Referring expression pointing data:
___

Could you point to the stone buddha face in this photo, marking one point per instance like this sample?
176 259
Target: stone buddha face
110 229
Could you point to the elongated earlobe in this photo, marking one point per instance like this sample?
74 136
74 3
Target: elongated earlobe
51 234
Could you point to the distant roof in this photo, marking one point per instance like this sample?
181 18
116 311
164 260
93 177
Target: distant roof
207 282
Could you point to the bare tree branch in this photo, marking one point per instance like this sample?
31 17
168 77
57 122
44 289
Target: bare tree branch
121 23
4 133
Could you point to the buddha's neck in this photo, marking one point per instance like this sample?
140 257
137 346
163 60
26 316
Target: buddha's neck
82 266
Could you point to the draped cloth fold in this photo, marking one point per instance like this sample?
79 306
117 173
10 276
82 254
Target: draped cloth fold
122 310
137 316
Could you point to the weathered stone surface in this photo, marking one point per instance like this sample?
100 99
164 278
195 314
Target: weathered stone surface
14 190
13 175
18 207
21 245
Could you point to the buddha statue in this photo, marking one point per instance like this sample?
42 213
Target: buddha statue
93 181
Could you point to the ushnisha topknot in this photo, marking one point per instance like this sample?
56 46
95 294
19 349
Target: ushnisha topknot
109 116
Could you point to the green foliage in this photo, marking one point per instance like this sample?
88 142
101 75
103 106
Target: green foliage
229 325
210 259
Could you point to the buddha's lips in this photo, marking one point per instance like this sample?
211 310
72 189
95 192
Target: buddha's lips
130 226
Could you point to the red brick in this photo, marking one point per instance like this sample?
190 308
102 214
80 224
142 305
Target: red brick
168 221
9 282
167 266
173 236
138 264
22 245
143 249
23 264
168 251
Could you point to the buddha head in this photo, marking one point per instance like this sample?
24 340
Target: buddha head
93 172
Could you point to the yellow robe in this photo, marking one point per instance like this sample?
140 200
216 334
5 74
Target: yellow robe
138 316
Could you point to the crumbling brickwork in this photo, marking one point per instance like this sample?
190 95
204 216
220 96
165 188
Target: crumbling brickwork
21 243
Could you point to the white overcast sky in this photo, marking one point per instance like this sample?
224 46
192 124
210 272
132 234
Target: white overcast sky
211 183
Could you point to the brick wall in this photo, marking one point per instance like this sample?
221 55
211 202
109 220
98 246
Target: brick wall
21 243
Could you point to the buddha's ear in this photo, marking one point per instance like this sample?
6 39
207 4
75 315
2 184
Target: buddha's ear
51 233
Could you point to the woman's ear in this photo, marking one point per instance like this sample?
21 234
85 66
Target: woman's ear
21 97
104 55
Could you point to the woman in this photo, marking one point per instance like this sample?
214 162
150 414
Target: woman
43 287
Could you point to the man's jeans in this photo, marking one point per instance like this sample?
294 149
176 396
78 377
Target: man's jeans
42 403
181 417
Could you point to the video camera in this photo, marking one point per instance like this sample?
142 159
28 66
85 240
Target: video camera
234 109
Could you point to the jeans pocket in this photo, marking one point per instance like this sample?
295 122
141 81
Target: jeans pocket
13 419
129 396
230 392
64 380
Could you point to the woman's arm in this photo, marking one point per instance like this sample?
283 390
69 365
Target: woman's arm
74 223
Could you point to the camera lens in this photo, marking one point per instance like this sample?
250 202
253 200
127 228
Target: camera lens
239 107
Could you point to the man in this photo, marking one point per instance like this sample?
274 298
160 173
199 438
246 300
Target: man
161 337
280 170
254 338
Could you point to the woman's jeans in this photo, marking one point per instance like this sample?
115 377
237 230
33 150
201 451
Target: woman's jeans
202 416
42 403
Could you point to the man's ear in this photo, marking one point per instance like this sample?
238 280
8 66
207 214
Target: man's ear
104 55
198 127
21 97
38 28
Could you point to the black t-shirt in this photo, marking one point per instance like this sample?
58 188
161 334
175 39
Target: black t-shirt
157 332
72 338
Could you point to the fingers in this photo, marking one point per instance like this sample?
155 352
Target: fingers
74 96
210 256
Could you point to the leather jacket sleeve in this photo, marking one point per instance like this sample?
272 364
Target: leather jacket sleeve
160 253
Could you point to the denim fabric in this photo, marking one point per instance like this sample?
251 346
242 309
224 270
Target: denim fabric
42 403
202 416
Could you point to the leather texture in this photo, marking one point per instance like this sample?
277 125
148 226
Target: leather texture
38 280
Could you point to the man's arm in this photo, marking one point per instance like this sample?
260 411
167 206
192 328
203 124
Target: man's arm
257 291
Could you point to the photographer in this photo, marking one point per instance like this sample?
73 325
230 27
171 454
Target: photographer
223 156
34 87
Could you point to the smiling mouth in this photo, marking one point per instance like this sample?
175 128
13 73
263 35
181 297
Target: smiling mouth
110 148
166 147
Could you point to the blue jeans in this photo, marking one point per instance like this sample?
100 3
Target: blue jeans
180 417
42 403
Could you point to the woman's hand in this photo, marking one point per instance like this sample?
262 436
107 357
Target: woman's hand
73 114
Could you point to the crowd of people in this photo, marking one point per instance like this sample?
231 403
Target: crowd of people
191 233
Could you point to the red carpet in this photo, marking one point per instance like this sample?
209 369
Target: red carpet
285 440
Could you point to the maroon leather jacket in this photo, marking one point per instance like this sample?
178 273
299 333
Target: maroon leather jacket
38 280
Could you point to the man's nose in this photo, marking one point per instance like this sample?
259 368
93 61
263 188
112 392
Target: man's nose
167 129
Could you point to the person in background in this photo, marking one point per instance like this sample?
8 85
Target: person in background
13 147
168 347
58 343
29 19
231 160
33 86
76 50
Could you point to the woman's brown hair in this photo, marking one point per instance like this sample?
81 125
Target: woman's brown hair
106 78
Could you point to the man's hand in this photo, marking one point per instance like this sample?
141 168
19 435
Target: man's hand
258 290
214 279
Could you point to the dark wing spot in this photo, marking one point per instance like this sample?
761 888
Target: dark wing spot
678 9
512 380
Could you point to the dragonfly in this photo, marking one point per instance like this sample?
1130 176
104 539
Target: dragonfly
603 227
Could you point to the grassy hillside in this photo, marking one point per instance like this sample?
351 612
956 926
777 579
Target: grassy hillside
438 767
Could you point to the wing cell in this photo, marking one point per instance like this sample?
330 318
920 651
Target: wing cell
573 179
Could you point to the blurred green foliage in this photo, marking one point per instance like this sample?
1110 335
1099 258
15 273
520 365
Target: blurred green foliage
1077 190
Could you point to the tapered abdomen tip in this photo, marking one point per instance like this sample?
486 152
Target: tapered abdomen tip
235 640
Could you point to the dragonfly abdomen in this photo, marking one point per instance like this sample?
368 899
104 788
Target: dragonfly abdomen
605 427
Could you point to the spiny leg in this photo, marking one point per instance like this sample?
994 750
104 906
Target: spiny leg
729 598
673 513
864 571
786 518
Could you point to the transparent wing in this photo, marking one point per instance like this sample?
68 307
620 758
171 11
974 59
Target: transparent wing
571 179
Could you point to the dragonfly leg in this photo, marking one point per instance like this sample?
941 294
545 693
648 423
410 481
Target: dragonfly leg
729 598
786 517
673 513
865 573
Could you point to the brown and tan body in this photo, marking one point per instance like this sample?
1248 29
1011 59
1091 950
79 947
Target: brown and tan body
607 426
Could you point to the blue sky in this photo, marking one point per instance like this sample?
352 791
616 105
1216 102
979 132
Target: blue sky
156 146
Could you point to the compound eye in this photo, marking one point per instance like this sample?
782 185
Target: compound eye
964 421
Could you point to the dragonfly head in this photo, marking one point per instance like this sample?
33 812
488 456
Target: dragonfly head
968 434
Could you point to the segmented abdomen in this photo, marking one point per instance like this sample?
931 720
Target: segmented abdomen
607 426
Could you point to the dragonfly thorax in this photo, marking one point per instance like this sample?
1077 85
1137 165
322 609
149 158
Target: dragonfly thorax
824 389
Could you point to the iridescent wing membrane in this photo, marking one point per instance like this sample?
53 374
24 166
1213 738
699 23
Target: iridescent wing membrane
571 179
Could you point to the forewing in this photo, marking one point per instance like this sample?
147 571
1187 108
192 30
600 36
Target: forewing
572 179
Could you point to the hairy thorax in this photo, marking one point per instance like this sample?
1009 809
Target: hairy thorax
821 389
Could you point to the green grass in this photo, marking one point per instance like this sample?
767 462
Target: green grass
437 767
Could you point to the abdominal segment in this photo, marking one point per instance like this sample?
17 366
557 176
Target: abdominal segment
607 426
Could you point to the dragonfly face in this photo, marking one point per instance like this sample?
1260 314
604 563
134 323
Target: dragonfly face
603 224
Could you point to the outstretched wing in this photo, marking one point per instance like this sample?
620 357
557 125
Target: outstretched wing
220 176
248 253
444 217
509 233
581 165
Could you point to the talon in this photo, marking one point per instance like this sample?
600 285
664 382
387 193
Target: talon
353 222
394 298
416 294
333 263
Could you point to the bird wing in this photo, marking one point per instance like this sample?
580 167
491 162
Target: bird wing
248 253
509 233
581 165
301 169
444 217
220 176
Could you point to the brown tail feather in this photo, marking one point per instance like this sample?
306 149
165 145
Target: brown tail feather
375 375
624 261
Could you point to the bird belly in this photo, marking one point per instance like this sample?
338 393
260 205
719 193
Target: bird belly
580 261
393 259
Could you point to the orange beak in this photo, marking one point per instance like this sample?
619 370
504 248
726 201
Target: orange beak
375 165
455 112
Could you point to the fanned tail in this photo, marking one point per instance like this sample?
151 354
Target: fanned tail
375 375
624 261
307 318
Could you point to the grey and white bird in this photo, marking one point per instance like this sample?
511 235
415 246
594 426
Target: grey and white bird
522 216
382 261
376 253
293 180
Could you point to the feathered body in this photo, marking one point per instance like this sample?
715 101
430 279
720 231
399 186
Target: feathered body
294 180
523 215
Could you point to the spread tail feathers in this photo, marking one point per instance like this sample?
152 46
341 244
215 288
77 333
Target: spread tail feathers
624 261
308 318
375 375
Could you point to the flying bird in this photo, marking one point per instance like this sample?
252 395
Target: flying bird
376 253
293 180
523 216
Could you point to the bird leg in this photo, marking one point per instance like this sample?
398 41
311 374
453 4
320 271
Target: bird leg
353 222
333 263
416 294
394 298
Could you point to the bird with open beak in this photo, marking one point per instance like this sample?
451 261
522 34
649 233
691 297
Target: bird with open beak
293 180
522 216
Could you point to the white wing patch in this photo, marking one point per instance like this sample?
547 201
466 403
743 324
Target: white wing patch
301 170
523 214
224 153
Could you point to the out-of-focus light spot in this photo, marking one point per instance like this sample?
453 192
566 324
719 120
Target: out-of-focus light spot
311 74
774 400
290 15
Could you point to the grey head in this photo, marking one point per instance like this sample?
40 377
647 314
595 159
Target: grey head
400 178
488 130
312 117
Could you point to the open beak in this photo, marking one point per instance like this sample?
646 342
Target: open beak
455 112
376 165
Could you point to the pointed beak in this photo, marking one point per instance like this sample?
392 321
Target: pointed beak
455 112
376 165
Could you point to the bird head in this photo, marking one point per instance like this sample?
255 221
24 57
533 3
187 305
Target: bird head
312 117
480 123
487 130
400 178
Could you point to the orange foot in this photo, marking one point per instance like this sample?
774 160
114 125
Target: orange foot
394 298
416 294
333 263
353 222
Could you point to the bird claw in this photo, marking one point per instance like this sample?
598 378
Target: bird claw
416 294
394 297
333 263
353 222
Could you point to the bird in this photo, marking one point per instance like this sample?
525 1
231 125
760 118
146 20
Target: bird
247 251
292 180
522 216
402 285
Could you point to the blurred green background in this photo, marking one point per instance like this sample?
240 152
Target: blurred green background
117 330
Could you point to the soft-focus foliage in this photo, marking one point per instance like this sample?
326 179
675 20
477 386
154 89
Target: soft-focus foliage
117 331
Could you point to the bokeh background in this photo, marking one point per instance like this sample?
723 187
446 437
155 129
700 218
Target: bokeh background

___

◆ **Exercise**
Where a line in the records above contains the string "bokeh", return that line.

◆ **Output of the exercise**
Could you point to the bokeh background in this photo, marking one point per instance like this sample?
Target: bokeh background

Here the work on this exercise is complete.